→ PROBLEM TO WORK ON:
Every line of the records that holds the word "white" should be copied.

[[ RECORDS TO PROCESS, beginning ]]

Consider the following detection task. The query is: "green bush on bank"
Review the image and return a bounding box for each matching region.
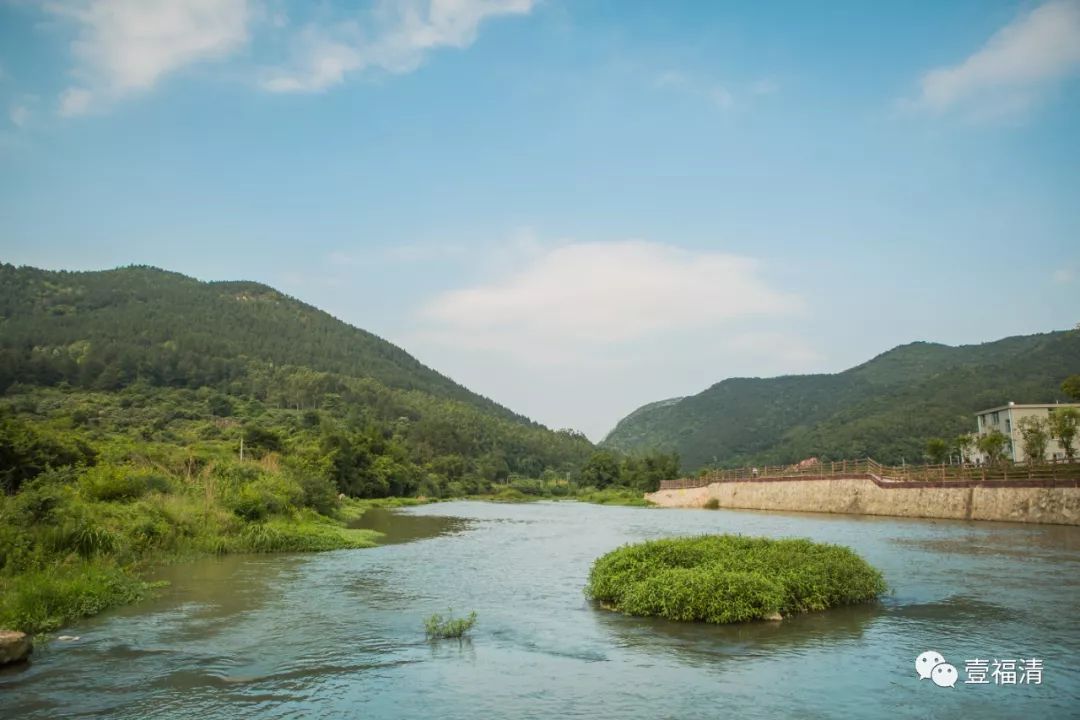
[0,563,152,634]
[586,535,886,624]
[0,458,380,634]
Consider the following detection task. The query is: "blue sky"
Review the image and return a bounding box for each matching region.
[1,0,1078,439]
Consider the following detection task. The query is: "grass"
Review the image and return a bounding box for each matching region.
[0,464,382,634]
[0,468,649,635]
[424,610,478,639]
[575,488,654,506]
[586,535,886,624]
[0,563,155,635]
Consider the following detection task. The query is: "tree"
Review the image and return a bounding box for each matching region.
[1016,416,1049,464]
[620,451,681,492]
[242,425,283,457]
[579,450,621,489]
[0,413,97,493]
[953,434,974,463]
[1047,407,1080,462]
[975,430,1009,466]
[925,438,949,465]
[1062,374,1080,402]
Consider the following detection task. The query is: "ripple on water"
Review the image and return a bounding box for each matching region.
[4,502,1078,719]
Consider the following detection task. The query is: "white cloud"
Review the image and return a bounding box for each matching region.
[751,78,779,96]
[652,71,688,89]
[58,87,93,116]
[416,240,802,365]
[262,0,535,93]
[9,104,31,128]
[911,0,1080,117]
[709,86,734,110]
[47,0,253,115]
[400,238,812,438]
[652,71,778,111]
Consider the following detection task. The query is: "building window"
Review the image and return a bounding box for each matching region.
[991,411,999,424]
[1006,419,1011,433]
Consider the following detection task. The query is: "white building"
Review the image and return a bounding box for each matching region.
[971,402,1080,463]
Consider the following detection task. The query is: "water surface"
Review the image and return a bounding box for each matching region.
[4,502,1078,719]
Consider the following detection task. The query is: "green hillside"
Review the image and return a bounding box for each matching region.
[602,331,1080,471]
[0,263,516,419]
[0,263,595,495]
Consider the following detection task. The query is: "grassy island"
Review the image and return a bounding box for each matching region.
[586,535,886,624]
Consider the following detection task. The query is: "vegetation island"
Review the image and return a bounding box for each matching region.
[586,535,887,624]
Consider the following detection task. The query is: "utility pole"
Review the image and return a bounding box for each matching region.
[240,435,245,462]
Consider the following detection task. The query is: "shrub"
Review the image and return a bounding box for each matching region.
[703,498,720,509]
[425,610,477,639]
[586,535,886,624]
[220,470,303,521]
[46,516,118,558]
[242,426,283,456]
[0,414,97,493]
[80,466,157,502]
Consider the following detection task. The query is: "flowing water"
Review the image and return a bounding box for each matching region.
[3,502,1079,719]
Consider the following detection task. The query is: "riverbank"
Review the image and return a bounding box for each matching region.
[6,501,1078,719]
[0,487,648,637]
[646,475,1080,525]
[0,475,387,634]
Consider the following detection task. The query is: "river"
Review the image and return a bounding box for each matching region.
[3,501,1078,719]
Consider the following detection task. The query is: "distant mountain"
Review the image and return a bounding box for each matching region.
[602,331,1080,471]
[0,263,513,418]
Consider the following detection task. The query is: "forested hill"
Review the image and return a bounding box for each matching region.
[0,263,513,419]
[602,330,1080,471]
[0,263,597,497]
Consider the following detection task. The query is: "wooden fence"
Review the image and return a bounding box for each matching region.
[658,457,1080,490]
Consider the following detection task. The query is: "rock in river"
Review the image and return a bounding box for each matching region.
[0,630,32,665]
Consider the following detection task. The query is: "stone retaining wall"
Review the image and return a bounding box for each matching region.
[644,475,1080,525]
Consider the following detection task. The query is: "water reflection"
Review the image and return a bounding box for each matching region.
[885,595,1014,624]
[594,600,884,667]
[348,507,470,544]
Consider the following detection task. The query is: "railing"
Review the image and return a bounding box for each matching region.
[658,457,1080,490]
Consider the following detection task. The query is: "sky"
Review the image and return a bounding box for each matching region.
[1,0,1078,440]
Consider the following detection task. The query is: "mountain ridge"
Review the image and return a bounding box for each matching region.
[602,330,1079,471]
[0,263,530,425]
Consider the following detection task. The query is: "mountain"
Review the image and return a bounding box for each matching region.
[0,263,594,495]
[0,263,513,418]
[602,331,1080,471]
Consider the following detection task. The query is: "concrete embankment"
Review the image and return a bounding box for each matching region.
[645,475,1080,525]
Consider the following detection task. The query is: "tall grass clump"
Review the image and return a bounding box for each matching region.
[0,564,152,634]
[586,535,886,624]
[0,459,382,634]
[424,610,478,639]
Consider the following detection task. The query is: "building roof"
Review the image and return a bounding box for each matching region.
[974,402,1080,415]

[[ RECORDS TO PROCESS, end ]]

→ FINAL ANSWER:
Consider the following detection task. The query is: "white cloud"
Consider the following detection task. The query is: "white building"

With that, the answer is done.